---------- Page excerpt ----------
The goal, Brooks said, is to allow recruiters to concentrate on identifying and engaging qualified candidates rather than navigating paperwork and logistical hurdles. Supporting agencies now handle much of the back-end work that once slowed the process.
By streamlining application timelines, reallocating resources more flexibly, and reducing non-recruiting tasks, Air Guard leaders say the service has become more agile in meeting recruiting demands in a competitive environment.
“Our aim is to be more effective in attracting and retaining top talent,” Brooks said.
Organizational changes extended beyond staffing. The Air Guard realigned its recruiting function so it now reports directly to the Office of the Director of the Air National Guard, rather than through a personnel directorate. Brooks said the move provides greater maneuverability to respond quickly to changing recruiting conditions.
Moore described the shift as a way to elevate recruiting as a mission priority and ensure better communication with senior leadership.
The Air Guard has also professionalized the recruiter role by creating a dedicated Air Force Specialty Code for recruiters, known as talent acquisitions specialists. Implemented last fiscal year, the change established a defined career path, replacing the previous model in which recruiting was often a temporary assignment that could stall career progression.
----------
■ Given instruction 1 ■
Copy word for word the part of the Air Guard recruiting article starting with "Organizational changes extended" and going on through "with senior leadership.".
■ Given instruction 2 ■
In the Air Guard recruiting article, what name is given to recruiters under the new Air Force Specialty Code?
■ Given instruction 3 ■
Carry the Air Guard recruiting article on from its last sentence.
---------- Data ----------
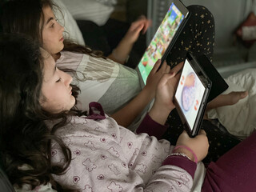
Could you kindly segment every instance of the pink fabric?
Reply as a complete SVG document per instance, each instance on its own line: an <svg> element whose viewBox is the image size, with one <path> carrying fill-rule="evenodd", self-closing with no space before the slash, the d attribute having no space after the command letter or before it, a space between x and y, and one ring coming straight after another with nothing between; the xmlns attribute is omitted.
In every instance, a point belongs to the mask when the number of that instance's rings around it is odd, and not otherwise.
<svg viewBox="0 0 256 192"><path fill-rule="evenodd" d="M158 130L156 125L142 124L142 129ZM190 191L194 163L179 167L179 162L187 161L181 158L162 166L174 148L166 140L134 134L108 116L97 120L73 117L56 134L72 154L66 173L53 175L64 187L82 191ZM63 158L53 143L53 163L62 163Z"/></svg>
<svg viewBox="0 0 256 192"><path fill-rule="evenodd" d="M198 163L198 157L190 147L186 146L176 146L174 150L174 152L175 152L175 150L179 149L179 148L185 148L185 149L188 150L189 151L190 151L193 154L195 163Z"/></svg>
<svg viewBox="0 0 256 192"><path fill-rule="evenodd" d="M208 166L202 191L254 192L255 165L256 131Z"/></svg>

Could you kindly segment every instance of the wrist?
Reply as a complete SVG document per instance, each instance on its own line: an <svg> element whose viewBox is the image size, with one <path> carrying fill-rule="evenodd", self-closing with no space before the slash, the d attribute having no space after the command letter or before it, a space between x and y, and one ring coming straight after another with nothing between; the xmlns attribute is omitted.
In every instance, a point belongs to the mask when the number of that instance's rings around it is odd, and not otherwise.
<svg viewBox="0 0 256 192"><path fill-rule="evenodd" d="M159 124L165 125L170 112L170 110L159 106L159 105L156 105L154 102L149 111L149 115L154 121Z"/></svg>
<svg viewBox="0 0 256 192"><path fill-rule="evenodd" d="M186 146L177 146L173 153L181 153L186 154L191 161L198 163L198 157L194 152Z"/></svg>

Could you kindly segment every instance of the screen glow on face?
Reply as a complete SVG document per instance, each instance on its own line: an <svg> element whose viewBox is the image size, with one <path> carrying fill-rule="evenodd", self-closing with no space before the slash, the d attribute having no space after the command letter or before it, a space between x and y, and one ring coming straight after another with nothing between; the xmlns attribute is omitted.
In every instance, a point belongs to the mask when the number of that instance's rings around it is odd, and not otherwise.
<svg viewBox="0 0 256 192"><path fill-rule="evenodd" d="M172 3L138 64L145 84L154 65L162 58L183 18L184 15Z"/></svg>
<svg viewBox="0 0 256 192"><path fill-rule="evenodd" d="M175 98L190 127L194 128L206 88L190 64L185 61Z"/></svg>

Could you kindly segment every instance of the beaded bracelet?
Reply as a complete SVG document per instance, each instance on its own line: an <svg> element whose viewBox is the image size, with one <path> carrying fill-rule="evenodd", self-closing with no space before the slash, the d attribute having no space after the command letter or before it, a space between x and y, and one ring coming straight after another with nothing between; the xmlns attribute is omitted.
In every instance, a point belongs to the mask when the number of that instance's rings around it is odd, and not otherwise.
<svg viewBox="0 0 256 192"><path fill-rule="evenodd" d="M194 156L195 163L198 163L198 157L190 147L188 147L186 146L177 146L174 147L174 152L175 152L175 150L179 149L179 148L184 148L184 149L186 149L187 150L190 151L192 153L193 156Z"/></svg>
<svg viewBox="0 0 256 192"><path fill-rule="evenodd" d="M182 156L184 158L187 158L188 159L191 160L186 154L182 154L182 153L172 153L170 154L169 154L166 158L170 156Z"/></svg>

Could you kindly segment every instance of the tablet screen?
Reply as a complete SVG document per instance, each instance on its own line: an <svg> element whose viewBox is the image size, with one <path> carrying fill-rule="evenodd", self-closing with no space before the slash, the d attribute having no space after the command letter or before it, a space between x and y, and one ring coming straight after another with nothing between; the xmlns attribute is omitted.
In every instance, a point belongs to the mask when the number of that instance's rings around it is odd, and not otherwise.
<svg viewBox="0 0 256 192"><path fill-rule="evenodd" d="M194 127L205 90L206 87L192 68L190 62L186 59L177 87L175 99L191 131Z"/></svg>
<svg viewBox="0 0 256 192"><path fill-rule="evenodd" d="M184 15L172 2L138 66L145 84L154 65L163 56L183 19Z"/></svg>

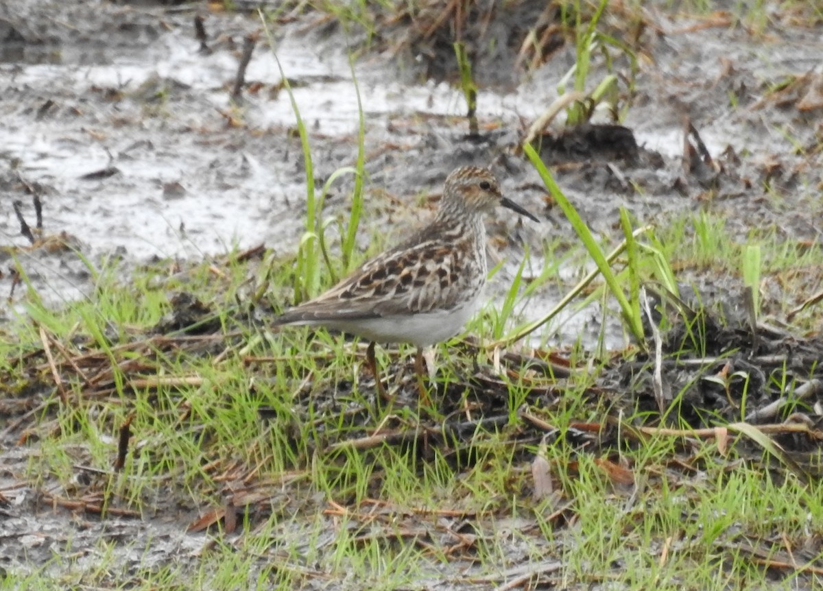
----------
■ Exercise result 1 ■
Organizational changes extended beyond staffing. The Air Guard realigned its recruiting function so it now reports directly to the Office of the Director of the Air National Guard, rather than through a personnel directorate. Brooks said the move provides greater maneuverability to respond quickly to changing recruiting conditions.
Moore described the shift as a way to elevate recruiting as a mission priority and ensure better communication with senior leadership.

■ Exercise result 2 ■
Talent acquisitions specialists.

■ Exercise result 3 ■
Air Guard recruiting success received national attention at the Pentagon during the inaugural Recruitment Excellence Forum on Dec. 18, where Secretary of War Pete Hegseth recognized top recruiters from across the military services.
At the forum, Hegseth praised recruiters across the services for achieving record results and said the department is working to remove barriers that make their jobs more difficult, including through the creation of a Military Service Recruitment Task Force earlier this year.
“You find the great Americans who want to serve, and you’ve signed them up in record numbers,” Hegseth said, telling recruiters they have set the standard heading into the next year.
Air Guard leaders say the combination of structural reform, professionalized recruiting roles, and leadership focus has positioned the service to sustain momentum as it looks to meet future manpower and readiness needs.